- **Excerpted text**
Flux.2 Swift MLX

A native Swift implementation of Flux.2 image generation models, running locally on Apple Silicon Macs using MLX.

Downloads

📦 Latest Release (v2.1.0) — Universal binaries for Apple Silicon

Download	Description
Flux2App	Demo macOS app with T2I, I2I, chat (guide)
Flux2CLI	Image generation CLI (guide)
FluxEncodersCLI	Text encoders CLI (guide)

Note: On first launch, macOS may block unsigned apps. Right-click → Open to bypass Gatekeeper.

Features

Image Generation (Flux2Core)

- **Direction 1**
In the Flux.2 Swift MLX page, render this sentence in Spanish: "On first launch, macOS may block unsigned apps."

- **Data to use**
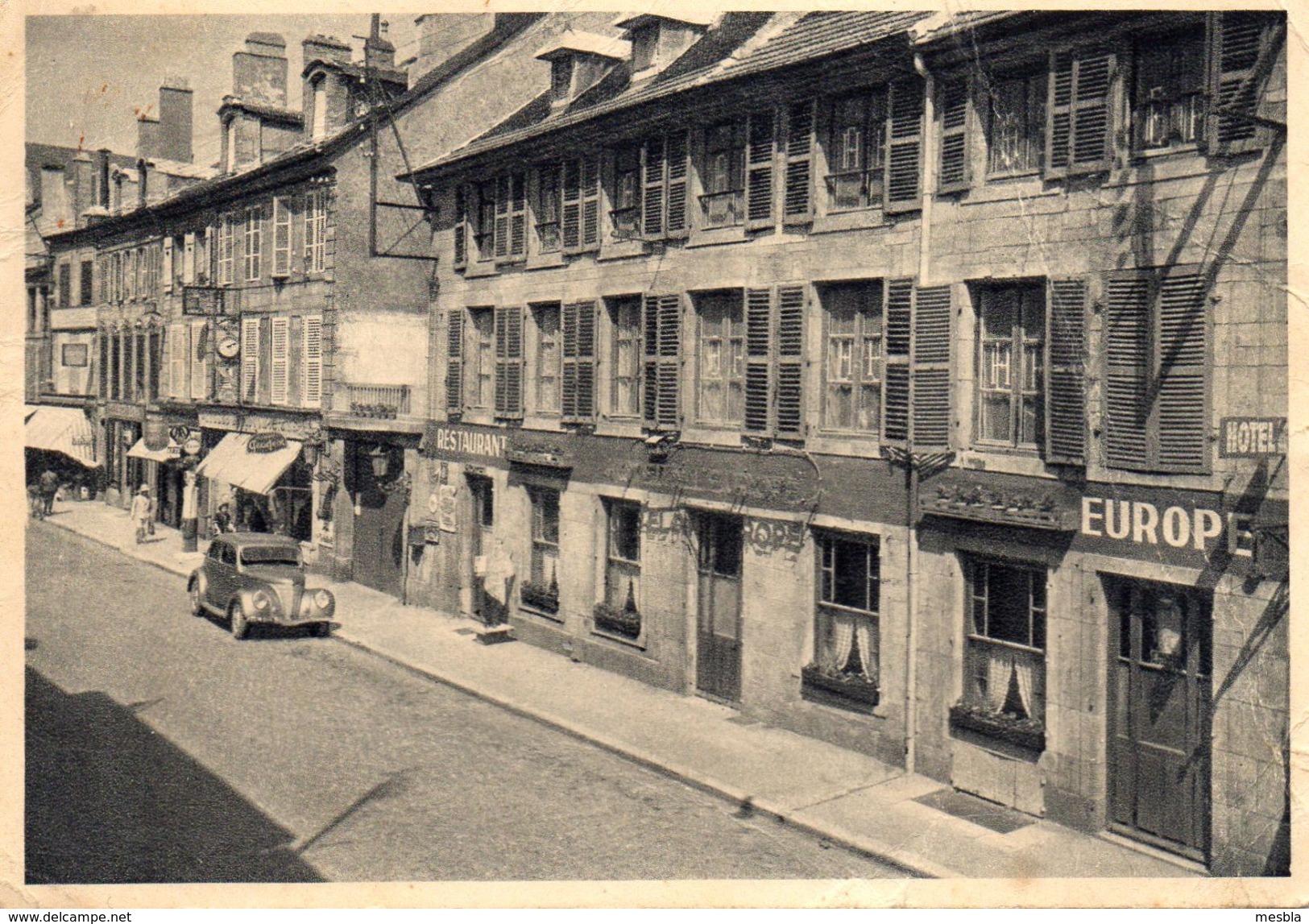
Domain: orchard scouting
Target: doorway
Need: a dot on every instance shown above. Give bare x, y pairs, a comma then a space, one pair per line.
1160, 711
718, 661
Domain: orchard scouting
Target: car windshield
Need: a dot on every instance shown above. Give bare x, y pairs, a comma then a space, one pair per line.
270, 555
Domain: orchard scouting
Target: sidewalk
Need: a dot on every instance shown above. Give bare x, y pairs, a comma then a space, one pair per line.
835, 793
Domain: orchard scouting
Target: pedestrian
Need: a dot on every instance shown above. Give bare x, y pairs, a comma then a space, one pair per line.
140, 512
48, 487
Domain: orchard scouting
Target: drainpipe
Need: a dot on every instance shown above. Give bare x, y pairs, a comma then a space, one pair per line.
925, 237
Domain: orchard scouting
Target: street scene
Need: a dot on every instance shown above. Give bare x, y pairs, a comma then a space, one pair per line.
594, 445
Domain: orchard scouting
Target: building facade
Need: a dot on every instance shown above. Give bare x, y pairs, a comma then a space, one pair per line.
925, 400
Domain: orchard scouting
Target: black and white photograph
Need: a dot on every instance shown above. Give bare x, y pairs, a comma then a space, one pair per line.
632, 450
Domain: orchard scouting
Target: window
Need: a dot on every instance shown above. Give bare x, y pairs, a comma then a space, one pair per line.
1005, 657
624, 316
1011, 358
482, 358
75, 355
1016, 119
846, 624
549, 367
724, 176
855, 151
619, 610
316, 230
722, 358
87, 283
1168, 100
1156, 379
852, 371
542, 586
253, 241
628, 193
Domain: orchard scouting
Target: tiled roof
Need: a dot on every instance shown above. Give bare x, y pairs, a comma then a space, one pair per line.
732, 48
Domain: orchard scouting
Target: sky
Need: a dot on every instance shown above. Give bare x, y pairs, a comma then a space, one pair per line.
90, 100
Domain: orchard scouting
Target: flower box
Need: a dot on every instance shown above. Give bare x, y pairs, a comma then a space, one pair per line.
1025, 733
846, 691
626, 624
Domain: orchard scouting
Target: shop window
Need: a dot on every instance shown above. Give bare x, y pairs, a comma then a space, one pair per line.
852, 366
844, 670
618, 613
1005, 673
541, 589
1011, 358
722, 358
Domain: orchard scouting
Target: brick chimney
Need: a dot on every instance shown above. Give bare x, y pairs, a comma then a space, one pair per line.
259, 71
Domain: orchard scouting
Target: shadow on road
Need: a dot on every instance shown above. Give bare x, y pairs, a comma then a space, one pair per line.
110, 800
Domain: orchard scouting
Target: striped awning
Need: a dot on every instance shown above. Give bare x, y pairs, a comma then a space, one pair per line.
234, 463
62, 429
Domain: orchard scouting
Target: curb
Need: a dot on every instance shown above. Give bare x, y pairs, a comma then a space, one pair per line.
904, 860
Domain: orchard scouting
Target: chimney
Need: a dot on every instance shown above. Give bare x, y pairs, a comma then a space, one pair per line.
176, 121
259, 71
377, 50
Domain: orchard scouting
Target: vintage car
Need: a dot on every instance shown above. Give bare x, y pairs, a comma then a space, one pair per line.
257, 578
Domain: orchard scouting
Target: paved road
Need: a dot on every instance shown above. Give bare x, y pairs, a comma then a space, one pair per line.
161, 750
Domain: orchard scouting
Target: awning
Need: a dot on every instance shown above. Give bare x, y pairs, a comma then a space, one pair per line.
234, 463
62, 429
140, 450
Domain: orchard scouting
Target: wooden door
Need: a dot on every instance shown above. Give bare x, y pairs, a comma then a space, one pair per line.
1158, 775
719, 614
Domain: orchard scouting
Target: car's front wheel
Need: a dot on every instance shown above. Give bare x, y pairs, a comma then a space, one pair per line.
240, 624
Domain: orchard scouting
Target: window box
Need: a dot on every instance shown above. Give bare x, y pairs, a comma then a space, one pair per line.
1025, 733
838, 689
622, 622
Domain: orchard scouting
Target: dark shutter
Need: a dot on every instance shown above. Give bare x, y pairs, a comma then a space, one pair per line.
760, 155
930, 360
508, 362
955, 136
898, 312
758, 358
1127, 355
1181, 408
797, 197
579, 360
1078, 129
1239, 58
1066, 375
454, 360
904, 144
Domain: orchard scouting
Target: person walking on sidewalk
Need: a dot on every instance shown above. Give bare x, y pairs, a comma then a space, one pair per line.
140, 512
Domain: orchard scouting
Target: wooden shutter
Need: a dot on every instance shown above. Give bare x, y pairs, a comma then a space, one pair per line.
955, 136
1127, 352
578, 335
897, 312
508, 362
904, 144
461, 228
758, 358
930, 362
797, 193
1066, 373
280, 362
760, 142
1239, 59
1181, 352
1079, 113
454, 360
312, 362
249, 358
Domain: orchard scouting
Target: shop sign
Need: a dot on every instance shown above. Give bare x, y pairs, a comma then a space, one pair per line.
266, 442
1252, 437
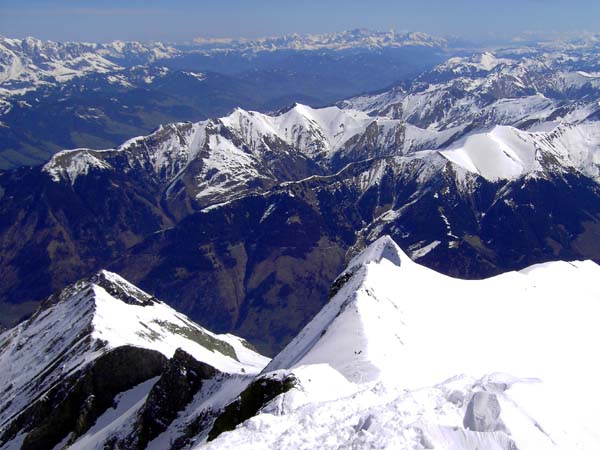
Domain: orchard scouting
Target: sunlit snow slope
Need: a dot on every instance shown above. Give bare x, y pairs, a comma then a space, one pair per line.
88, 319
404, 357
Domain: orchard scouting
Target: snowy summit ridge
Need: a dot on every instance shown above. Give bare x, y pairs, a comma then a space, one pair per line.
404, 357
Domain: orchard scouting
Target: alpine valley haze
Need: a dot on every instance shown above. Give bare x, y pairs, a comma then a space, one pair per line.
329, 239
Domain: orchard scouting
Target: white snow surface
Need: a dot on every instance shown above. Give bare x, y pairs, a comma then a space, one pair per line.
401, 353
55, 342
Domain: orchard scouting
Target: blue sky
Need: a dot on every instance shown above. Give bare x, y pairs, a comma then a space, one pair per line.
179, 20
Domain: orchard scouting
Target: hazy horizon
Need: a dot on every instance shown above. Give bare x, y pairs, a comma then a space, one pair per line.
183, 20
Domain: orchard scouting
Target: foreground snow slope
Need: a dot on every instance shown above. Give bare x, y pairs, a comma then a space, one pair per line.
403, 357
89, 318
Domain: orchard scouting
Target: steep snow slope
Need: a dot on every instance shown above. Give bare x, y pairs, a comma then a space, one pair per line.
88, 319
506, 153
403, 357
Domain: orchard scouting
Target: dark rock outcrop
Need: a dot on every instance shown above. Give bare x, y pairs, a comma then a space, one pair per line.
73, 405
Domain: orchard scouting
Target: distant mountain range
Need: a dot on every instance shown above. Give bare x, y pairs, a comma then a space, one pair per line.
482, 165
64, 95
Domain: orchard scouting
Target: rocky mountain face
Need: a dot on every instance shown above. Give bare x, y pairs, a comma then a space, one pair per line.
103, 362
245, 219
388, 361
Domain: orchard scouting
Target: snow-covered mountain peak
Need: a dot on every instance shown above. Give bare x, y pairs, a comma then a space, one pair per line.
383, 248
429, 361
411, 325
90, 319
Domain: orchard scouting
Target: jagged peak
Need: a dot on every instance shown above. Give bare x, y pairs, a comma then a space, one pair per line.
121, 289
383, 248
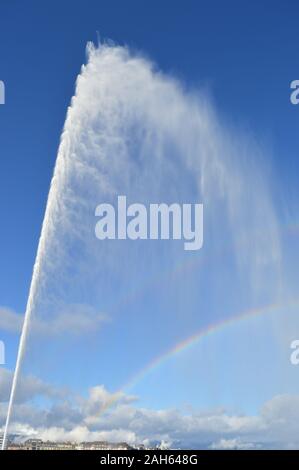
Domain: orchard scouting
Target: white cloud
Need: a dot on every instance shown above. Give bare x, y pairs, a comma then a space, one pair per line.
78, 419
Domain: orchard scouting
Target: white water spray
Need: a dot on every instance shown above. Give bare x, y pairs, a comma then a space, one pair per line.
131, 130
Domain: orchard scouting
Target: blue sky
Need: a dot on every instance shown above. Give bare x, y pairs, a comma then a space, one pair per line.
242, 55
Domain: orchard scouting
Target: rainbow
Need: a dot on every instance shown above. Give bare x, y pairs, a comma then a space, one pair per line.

- **Direction 2**
Show every line of the entries above that contains the string "shutter". Reproduce each one in full.

- **Output 1**
En el primer inicio, macOS puede bloquear las aplicaciones sin firmar.

- **Output 2**
Target: dark shutter
Target: wooden shutter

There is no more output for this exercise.